Apple Hill Playhouse sets the tone for a frightful Halloween experience with its production of "Dracula: The Musical?"
But chances are audiences won't be scared out of their seats by Rick Abbott's adaptation of the classic horror story -- because they'll be too busy laughing at the words and music that set this spoof apart from the traditionaly creepy vampire tale. At least that's the plan, according to Joe Milliren of Irwin, who directs this fun-filled romp.
The show is set in a sanitarium run by Dr. Sam Seward (played by Kim Hart of Greensburg). His wife, Sophie (Rozella Hoffman of Latrobe), and daughter, Mina (Megan Henderson of Greensburg), reside there, along with the family maid, Nelly Norton (Emily Urbaniak), and a patient, Boris Renfield (Andy Meholick), both of Greensburg.
They have invited Count Dracula and a friend of the family, Bubu Padoop (Jessica Orlowski of New Kensington) for dinner. While they are dining, vampire hunter Dr. Van Helsing (Mike Marra of Lower Burrell) arrives to warn Dr. Seward that "an undying monster is stalking this household."
"That is pretty much where the show following the traditional story of Dracula ends," the director says. "It is a campy, fun- filled spoof, complete with one-liners and many a play on words."
Milliren says he was first introduced to "Dracula: The Musical?" more than 20 years ago, when Apple Hill first produced the show, and he was cast as Renfield.
"I have since directed and choreographed the show three times and even had to jump into the role of Van Helsing for one production. So, I guess you could say that I'm quite familiar with the show," he says. "This has helped in overcoming some of the challenges that this particular version of the story brings with it, including special effects. When Apple Hill asked me to direct, I jumped at the opportunity to do it again."
Seton Hill University student Mike Hamilla of Uniontown takes on the role of Count Dracula. His character is complex, he says, because as the villain, he has a duty to be frightening, but because this is a comedy, he also has to make people laugh sometimes.
"Almost everyone has a similar picture in their mind when they hear the name Dracula. He has a certain demeanor and accent that need to be delivered in order to make such a well-known character believable and real," he says.
Hamilla says he wasn't familiar with this adaptation but he wanted to audition for it because he's always been interested in the story of Dracula. "Plus, I'm in this show with a lot of friends, and everyone has been great to work with," he says.
Musical director of "Dracula: The Musical?" is Rob Stull of Leechburg.
Candy Williams is a contributing writer for Trib Total Media.

--*--

YOUR TASK |
Translate this sentence from the article about the Dracula musical into Spanish: "Musical director of "Dracula: The Musical?" is Rob Stull of Leechburg."

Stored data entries
--*--

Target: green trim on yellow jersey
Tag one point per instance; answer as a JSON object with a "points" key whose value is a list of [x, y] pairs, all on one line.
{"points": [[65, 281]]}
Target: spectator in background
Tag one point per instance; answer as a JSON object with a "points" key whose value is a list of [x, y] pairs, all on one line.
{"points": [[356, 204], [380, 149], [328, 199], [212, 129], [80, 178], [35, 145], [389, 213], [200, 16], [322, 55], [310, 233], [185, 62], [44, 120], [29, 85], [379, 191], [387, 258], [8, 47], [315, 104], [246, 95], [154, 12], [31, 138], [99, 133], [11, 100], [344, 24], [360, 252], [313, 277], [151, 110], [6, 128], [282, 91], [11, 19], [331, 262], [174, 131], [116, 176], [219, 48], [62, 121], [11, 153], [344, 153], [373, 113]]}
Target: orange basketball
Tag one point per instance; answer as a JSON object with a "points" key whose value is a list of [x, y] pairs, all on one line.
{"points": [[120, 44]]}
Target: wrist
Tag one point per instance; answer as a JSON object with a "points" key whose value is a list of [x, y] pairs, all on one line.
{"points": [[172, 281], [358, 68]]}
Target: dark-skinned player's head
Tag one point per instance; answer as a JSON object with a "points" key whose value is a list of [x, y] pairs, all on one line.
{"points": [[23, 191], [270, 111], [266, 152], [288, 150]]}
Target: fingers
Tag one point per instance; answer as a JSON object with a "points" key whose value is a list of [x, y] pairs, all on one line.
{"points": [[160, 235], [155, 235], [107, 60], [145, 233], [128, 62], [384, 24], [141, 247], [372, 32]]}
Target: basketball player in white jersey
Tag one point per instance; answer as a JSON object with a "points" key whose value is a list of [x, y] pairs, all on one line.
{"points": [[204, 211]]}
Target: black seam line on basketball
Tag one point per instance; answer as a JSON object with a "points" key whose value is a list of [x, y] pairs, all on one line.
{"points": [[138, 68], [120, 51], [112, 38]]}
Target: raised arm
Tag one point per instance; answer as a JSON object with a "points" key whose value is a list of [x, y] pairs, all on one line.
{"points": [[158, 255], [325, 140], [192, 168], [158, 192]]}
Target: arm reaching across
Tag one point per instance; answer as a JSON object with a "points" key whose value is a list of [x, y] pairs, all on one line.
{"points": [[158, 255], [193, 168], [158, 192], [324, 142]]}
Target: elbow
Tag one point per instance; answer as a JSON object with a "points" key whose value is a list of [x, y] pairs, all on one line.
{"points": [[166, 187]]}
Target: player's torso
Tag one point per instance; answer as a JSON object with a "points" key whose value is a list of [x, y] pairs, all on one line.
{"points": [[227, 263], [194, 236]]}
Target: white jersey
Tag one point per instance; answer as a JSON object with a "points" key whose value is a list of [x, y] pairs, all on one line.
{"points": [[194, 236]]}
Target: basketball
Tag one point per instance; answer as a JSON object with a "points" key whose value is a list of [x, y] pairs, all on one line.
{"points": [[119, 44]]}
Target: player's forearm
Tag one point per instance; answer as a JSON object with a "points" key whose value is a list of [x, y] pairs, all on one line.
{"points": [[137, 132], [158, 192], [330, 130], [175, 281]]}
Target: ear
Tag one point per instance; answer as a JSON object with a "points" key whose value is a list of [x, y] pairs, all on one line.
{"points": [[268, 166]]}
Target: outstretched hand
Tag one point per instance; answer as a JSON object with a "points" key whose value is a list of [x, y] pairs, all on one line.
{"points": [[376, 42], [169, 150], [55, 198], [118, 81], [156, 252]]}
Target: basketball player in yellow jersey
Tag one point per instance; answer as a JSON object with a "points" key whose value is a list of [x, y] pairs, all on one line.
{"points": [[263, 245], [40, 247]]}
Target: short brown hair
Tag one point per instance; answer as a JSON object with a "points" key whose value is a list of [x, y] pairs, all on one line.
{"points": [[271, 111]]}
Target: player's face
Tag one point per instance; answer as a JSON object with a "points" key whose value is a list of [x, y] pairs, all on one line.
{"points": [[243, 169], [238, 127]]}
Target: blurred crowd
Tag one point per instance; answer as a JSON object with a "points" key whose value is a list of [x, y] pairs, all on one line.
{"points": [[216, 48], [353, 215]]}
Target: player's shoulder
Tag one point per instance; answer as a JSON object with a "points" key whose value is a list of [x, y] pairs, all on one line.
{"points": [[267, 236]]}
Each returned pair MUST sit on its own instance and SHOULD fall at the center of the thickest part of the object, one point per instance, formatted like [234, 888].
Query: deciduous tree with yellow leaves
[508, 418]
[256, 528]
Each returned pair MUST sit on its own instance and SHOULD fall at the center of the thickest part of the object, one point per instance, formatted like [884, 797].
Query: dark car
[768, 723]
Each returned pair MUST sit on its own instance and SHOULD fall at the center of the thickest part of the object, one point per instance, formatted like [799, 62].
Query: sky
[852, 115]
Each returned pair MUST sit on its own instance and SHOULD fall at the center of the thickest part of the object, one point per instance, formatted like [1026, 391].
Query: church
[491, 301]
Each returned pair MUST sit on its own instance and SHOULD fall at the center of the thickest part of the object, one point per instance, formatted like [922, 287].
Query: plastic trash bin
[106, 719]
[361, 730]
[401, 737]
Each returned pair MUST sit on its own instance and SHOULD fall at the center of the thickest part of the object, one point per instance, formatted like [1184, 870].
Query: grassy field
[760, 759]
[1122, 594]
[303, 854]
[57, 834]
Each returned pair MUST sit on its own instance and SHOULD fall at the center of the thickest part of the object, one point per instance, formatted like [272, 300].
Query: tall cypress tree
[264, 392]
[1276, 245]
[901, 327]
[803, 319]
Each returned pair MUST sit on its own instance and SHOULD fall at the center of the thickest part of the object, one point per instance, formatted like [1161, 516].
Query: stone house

--*--

RESPONSE TO THIS TASK |
El director musical de «Dracula: The Musical?» es Rob Stull, de Leechburg.